- What to work on -
In the text on the All-on-4® mandible procedure, reproduce the part that begins at "Case history and" and ends after "implant-borne mandible reconstruction.", changing "irregular" to "uneven".

- Document text -
== Segment start ==

The All-on-4®fixed implant-borne total rehabilitation procedure for the mandible 22 January 2018
The All-on-4®fixed implant-borne total rehabilitation procedure for the mandible
The All-on-4® treatment concept (Nobel Biocare) within the framework of fixed implant-borne total rehabilitation for the maxilla and mandible has become a scientifically proven and clinically prescribed therapy.
The All-on-4® surgical protocol, developed at the end of the 1990s by Paolo Malo, provides simple and immediate full-arch rehabilitation for edentulous patients with 12 fixed teeth on just 4 implants, with immediate loading, no later than 24 hours after the operation.
In the clinical study chosen for this issue of the "IFCIA Newsletter", we
provide a stage-by-stage description of mandible rehabilitation development using a fixed prosthesis based on a simple, accurate and standard protocol and quick execution, restoring the patient's masticatory function and aesthetics.
Case history and x-ray
An 85 year-old woman, with no medical history and no general contraindications, comes for a consultation for fixed mandibular rehabilitation.
Clinical observation showed a maxillary implant-borne bridge with which the patient is happy. The patient is interested in a partially removable mandibular prosthesis. The prosthetic space seems suitable without having to lose the VDO, as it is maintained by the three residual teeth: 34, 35 and 48. The edentulous ridge is thin and irregular and the periodontal biotype is thin (Figures 1, 2, 3).
Figure 1: Regarding implant-borne maxillary reconstruction, the removable mandibular prosthesis is continually unstable and uncomfortable for the patient. The stability of maxillary soft tissue regarding the buccal denture flange, associated with the regular patient care, lead us to suggest a fixed implant-borne mandible reconstruction.

== Segment end ==

- Data excerpts -
== Segment start ==

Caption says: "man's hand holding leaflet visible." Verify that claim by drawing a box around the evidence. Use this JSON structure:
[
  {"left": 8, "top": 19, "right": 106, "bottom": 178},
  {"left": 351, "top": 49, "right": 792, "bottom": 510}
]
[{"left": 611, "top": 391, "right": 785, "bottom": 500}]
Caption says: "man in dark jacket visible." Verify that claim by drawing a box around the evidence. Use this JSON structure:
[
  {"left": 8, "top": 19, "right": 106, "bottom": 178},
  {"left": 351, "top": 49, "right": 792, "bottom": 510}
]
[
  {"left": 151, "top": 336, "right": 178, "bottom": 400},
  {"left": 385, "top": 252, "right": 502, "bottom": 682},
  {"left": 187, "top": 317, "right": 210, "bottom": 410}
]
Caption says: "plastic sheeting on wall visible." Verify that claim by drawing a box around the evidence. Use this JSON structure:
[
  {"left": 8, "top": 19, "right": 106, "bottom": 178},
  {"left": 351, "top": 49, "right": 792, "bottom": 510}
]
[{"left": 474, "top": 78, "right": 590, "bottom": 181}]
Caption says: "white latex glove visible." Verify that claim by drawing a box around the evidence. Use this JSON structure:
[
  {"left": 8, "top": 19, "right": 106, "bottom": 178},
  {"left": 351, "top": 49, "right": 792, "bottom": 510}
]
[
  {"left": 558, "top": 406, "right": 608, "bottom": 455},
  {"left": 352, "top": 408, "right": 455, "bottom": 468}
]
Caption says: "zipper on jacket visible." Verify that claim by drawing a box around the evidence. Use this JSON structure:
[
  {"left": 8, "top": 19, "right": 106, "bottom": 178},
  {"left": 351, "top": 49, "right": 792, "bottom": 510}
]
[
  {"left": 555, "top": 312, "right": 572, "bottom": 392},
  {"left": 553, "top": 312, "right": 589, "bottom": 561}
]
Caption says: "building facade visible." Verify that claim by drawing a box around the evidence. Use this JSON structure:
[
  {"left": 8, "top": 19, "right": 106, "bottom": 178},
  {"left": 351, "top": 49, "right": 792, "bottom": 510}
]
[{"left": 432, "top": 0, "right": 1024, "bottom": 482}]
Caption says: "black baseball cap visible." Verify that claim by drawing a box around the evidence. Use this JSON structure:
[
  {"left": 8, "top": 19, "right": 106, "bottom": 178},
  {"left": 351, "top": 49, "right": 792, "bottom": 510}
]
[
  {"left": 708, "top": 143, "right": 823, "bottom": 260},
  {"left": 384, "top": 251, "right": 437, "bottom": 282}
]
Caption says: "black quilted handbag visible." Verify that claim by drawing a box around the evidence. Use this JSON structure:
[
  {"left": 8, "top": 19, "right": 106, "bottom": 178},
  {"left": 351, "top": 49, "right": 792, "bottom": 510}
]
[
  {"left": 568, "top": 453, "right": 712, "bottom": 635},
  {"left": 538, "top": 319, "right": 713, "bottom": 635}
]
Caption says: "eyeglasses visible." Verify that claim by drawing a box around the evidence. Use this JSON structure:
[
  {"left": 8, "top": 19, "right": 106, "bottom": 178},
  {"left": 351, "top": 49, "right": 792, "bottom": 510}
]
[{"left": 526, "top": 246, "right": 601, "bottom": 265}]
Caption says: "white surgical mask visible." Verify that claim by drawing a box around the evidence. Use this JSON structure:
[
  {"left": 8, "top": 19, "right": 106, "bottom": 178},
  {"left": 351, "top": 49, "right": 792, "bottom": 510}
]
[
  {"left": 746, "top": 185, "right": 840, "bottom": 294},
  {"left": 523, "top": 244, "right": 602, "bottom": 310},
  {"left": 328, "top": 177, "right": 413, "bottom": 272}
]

== Segment end ==

- Response area -
Case history and x-ray
An 85 year-old woman, with no medical history and no general contraindications, comes for a consultation for fixed mandibular rehabilitation.
Clinical observation showed a maxillary implant-borne bridge with which the patient is happy. The patient is interested in a partially removable mandibular prosthesis. The prosthetic space seems suitable without having to lose the VDO, as it is maintained by the three residual teeth: 34, 35 and 48. The edentulous ridge is thin and uneven and the periodontal biotype is thin (Figures 1, 2, 3).
Figure 1: Regarding implant-borne maxillary reconstruction, the removable mandibular prosthesis is continually unstable and uncomfortable for the patient. The stability of maxillary soft tissue regarding the buccal denture flange, associated with the regular patient care, lead us to suggest a fixed implant-borne mandible reconstruction.